◆ Written instruction ◆
Output, please, every line from the line that holds "lookup: white fur patch" to the end, exactly as written.

◆ Stored data ◆
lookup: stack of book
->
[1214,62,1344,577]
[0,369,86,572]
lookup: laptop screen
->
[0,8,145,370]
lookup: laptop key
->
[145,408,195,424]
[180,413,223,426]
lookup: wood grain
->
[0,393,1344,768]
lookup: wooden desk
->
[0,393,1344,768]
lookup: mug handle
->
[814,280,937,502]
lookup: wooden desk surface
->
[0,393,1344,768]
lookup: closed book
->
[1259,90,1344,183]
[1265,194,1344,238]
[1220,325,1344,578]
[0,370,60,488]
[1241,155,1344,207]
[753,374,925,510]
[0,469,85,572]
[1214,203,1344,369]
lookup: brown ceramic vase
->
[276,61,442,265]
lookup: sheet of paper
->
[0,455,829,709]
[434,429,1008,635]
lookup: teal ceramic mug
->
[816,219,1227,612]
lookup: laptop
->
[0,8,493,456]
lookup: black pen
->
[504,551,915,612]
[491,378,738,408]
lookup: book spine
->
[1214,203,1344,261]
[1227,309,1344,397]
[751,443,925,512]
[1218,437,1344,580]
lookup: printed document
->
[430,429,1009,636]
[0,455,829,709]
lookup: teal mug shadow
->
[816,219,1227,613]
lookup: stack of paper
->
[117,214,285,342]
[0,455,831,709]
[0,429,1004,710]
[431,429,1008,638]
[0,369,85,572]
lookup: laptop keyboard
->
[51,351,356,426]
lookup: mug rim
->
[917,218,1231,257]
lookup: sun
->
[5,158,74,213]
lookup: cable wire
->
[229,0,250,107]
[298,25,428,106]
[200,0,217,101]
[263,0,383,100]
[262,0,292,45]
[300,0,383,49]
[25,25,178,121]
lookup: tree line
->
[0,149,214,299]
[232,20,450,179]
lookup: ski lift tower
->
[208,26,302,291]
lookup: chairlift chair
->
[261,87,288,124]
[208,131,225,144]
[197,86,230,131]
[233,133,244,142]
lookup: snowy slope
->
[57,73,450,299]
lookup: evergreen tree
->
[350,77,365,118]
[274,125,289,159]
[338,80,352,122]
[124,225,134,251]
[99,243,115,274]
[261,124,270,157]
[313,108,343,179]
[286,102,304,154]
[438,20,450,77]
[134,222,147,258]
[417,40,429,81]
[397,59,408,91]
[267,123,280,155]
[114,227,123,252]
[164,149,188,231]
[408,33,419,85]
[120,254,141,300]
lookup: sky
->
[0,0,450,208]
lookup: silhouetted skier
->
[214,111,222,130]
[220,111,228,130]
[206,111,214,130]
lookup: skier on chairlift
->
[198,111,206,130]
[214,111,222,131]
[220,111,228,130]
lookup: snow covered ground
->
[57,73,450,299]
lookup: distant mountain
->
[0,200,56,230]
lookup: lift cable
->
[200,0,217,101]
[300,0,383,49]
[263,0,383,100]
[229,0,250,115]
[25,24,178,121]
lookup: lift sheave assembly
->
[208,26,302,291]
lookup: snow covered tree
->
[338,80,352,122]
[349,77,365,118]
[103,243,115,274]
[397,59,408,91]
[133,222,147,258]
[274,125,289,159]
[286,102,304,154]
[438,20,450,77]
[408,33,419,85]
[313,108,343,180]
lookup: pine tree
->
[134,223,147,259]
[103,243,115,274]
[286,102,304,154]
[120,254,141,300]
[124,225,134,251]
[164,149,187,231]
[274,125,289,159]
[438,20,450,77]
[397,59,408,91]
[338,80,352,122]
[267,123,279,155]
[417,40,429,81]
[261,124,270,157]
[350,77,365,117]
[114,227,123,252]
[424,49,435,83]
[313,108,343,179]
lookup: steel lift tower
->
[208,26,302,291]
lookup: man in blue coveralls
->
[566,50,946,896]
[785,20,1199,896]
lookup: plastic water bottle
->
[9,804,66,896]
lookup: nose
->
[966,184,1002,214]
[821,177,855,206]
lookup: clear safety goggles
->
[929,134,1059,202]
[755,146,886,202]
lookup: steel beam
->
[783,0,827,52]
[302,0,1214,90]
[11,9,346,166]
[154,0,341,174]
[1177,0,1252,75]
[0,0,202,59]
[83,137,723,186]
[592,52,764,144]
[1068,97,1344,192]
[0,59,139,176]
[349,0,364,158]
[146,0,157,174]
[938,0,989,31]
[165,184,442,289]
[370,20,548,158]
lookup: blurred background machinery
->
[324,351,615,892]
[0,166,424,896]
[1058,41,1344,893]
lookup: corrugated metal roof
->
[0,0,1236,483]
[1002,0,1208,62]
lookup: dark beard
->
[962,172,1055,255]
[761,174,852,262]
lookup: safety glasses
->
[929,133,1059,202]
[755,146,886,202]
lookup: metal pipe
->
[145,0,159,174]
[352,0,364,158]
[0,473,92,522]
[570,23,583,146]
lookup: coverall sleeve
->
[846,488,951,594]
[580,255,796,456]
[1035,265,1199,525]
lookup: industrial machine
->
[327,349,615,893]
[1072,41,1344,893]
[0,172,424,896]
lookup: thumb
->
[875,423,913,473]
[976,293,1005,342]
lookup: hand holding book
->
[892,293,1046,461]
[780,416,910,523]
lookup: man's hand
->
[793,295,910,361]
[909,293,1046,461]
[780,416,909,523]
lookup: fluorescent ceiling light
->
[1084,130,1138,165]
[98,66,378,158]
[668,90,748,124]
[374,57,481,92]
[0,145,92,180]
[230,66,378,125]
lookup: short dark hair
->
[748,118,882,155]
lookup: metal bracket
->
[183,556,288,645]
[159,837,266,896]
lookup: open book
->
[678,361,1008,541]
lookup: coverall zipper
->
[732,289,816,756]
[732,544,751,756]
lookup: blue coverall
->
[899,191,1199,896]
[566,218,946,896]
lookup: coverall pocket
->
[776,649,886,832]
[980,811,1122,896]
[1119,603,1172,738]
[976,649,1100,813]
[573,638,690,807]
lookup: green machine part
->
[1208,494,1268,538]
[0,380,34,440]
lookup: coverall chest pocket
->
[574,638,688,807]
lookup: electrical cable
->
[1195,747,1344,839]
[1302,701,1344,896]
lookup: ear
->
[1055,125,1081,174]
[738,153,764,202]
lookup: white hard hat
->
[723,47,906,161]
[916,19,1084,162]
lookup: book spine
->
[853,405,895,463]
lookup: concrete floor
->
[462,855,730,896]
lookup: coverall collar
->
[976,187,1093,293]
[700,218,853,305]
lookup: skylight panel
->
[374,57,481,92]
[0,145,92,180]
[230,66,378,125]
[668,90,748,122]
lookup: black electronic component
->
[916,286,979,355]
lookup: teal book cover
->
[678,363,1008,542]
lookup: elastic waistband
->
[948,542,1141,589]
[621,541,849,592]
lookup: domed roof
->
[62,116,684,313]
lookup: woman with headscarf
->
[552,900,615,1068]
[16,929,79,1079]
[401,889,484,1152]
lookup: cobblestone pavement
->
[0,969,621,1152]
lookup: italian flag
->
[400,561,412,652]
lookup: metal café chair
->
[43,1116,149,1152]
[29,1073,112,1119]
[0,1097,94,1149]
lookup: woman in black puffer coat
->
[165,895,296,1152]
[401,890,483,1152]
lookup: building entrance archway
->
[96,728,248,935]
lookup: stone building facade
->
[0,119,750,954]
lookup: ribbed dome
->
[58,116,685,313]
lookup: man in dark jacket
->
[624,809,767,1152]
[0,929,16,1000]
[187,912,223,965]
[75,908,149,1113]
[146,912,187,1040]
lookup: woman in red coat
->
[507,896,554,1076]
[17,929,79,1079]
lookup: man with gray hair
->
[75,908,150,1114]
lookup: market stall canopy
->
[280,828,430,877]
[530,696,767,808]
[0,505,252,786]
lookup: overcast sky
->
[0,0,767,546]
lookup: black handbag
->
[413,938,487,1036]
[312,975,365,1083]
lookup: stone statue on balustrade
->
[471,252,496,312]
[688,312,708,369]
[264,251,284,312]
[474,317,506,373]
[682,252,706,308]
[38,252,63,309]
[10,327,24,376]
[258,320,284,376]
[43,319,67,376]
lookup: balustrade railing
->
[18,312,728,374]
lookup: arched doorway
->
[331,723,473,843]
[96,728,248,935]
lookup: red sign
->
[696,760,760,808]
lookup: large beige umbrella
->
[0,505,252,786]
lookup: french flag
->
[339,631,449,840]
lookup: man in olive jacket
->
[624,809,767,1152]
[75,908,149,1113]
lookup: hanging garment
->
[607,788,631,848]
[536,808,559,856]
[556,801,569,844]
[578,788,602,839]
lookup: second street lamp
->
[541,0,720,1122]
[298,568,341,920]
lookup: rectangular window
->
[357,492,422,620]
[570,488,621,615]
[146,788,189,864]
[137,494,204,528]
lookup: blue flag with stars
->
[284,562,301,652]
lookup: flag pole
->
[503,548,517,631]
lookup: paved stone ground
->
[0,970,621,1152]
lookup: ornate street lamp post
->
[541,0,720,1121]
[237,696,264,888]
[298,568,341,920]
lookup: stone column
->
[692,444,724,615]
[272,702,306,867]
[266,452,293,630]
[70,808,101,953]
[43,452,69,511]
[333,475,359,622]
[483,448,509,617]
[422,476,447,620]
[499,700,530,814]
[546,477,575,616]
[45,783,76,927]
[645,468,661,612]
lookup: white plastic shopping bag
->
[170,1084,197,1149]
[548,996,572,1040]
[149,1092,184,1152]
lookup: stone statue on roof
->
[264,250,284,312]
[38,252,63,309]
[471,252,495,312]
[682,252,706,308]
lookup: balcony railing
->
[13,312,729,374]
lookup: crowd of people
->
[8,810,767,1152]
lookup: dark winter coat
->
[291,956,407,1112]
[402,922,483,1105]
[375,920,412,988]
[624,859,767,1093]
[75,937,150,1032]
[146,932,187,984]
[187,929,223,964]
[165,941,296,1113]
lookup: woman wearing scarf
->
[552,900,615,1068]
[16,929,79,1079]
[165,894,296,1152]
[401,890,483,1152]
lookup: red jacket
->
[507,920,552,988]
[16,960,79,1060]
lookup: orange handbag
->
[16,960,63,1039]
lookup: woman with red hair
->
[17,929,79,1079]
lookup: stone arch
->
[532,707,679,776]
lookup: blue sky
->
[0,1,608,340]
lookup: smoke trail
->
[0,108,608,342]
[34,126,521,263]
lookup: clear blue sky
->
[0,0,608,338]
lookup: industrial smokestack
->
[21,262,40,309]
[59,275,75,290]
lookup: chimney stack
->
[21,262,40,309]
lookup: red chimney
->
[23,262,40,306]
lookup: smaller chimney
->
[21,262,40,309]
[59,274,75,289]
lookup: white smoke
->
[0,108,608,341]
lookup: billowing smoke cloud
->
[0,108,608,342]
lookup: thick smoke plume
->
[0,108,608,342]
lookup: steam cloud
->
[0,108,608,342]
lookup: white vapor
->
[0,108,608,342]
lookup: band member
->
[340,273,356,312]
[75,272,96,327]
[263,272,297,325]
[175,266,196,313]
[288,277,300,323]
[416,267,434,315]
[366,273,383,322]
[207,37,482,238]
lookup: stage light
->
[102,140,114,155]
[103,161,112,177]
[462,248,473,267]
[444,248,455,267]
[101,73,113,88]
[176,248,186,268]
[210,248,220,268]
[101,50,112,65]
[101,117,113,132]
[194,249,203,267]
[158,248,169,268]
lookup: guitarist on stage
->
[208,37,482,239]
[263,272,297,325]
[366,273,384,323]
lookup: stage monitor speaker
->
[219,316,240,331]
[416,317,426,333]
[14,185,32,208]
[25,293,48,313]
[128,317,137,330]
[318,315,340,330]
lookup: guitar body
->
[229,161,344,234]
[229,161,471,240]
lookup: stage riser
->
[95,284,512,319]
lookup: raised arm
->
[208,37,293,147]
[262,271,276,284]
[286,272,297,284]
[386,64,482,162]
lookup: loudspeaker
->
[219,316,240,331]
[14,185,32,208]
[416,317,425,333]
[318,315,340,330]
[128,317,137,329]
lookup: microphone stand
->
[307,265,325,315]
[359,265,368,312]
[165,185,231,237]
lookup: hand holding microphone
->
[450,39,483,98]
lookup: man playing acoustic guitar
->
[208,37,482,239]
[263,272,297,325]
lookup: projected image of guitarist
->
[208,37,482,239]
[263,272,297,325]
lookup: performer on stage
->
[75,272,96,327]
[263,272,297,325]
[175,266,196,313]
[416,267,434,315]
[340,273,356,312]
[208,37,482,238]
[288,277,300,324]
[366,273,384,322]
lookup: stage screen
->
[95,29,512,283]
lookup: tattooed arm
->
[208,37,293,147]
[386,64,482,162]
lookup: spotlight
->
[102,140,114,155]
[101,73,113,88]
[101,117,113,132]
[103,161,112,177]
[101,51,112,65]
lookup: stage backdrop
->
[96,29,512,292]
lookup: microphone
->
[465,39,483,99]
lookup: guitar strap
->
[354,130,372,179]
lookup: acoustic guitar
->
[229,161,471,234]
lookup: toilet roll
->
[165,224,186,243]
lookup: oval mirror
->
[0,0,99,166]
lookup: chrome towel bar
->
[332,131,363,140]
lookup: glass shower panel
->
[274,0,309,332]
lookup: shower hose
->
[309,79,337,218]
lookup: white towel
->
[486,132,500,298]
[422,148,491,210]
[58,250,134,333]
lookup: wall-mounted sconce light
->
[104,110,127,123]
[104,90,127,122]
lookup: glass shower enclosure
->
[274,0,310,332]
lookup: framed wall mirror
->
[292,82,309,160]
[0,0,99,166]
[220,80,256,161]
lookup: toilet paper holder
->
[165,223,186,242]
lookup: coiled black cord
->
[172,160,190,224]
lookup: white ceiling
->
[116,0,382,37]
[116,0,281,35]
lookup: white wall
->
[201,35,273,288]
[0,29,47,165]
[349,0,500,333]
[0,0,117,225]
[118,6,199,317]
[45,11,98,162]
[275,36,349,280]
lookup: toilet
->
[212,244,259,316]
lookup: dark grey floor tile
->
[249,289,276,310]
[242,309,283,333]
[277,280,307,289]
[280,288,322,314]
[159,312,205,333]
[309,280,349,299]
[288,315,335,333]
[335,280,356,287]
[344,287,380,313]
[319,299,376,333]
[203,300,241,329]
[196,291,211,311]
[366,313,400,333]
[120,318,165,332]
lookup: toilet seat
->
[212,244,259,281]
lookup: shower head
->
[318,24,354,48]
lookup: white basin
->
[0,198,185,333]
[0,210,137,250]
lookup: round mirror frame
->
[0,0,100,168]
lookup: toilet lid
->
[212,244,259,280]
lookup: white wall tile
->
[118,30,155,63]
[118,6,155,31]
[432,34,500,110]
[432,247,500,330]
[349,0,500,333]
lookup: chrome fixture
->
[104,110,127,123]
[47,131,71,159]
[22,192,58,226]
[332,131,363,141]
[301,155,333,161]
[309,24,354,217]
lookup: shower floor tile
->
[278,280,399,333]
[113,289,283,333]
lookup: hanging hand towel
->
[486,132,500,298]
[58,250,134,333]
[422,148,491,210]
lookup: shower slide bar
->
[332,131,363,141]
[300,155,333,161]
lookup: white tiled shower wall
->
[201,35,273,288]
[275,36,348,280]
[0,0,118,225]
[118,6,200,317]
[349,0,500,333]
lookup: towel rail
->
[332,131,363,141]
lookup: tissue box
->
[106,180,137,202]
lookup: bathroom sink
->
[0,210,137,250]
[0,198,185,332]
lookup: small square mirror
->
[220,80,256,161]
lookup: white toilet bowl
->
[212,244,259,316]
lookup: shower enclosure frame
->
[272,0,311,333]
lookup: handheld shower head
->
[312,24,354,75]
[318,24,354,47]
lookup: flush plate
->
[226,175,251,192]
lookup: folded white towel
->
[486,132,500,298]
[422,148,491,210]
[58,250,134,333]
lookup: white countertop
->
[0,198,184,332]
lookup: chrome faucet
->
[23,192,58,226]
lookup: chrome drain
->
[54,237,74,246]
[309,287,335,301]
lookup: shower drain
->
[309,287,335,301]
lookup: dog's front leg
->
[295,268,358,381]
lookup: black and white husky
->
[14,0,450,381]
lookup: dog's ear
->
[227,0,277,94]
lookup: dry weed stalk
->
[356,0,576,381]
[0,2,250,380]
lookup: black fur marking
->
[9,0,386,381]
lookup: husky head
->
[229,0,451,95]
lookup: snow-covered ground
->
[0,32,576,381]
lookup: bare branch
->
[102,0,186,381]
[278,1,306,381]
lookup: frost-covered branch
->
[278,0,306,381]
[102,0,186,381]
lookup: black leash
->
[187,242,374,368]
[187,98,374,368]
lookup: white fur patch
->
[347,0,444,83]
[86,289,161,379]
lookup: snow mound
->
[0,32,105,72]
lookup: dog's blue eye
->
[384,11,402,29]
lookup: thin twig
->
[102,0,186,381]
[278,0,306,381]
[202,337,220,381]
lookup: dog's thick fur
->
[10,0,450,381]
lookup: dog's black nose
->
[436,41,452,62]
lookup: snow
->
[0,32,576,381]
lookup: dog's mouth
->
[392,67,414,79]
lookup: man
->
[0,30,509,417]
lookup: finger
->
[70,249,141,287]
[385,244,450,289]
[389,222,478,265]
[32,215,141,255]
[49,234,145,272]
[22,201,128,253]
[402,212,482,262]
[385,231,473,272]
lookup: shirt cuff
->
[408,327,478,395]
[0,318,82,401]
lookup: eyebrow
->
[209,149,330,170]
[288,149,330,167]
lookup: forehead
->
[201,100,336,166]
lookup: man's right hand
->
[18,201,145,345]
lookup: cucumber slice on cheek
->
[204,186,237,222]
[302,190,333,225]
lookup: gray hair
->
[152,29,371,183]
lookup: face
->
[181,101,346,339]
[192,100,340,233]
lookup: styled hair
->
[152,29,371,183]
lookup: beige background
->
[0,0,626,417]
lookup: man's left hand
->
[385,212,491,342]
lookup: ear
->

◆ Output for this exercise ◆
lookup: white fur patch
->
[347,0,444,83]
[86,289,161,379]
lookup: snow mound
->
[0,32,105,72]
lookup: dog's blue eye
->
[384,11,402,29]
lookup: thin twig
->
[102,0,186,381]
[278,0,306,381]
[202,337,220,381]
lookup: dog's thick fur
->
[10,0,450,381]
lookup: dog's black nose
->
[436,41,452,62]
lookup: snow
->
[0,32,576,381]
lookup: dog's mouth
->
[392,67,414,79]
lookup: man
->
[0,30,509,417]
lookup: finger
->
[70,249,141,287]
[385,244,450,289]
[389,222,478,265]
[32,215,141,255]
[49,234,145,272]
[22,201,128,253]
[402,212,482,262]
[385,231,473,272]
lookup: shirt cuff
->
[408,327,478,395]
[0,318,82,401]
lookup: eyebrow
->
[209,149,330,170]
[288,149,330,167]
lookup: forehead
->
[201,100,336,166]
lookup: man's right hand
->
[18,201,145,345]
lookup: cucumber slice on cheek
->
[204,186,237,222]
[302,190,333,225]
lookup: gray hair
->
[152,29,371,183]
lookup: face
->
[181,101,346,339]
[192,100,340,233]
lookup: styled hair
->
[152,29,371,183]
lookup: beige background
->
[0,0,626,417]
lookup: man's left hand
->
[385,212,491,342]
lookup: ear
->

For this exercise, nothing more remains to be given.